**WORK REQUIRED:**
Restate exactly the lines from the top of the listing below to the line containing "target | shirt sleeve"; the remaining lines are not wanted.

:: PROVIDED DATA ::

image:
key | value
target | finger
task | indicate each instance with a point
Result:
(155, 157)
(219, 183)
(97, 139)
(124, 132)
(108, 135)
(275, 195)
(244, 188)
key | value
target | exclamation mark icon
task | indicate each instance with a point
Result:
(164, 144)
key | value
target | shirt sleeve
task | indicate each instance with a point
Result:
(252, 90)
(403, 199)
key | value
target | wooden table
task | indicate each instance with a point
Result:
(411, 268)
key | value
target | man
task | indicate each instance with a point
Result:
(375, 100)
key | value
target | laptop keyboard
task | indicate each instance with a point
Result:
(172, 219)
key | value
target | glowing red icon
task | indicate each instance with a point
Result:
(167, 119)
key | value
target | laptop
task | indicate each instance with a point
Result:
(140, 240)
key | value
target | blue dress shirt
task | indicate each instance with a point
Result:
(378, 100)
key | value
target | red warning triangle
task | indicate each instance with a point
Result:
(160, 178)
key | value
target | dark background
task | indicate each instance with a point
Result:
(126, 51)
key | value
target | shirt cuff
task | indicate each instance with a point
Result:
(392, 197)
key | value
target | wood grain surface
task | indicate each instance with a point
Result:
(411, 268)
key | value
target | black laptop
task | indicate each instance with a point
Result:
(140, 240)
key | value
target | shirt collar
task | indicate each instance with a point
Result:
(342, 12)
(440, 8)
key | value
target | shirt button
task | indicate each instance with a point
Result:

:::

**TASK SOLUTION:**
image:
key | value
target | finger
task | indicate each instance with a point
Result:
(155, 157)
(219, 183)
(97, 139)
(124, 132)
(108, 135)
(275, 195)
(244, 188)
key | value
target | exclamation mark icon
task | indicate each instance with a point
Result:
(164, 144)
key | value
target | shirt sleeve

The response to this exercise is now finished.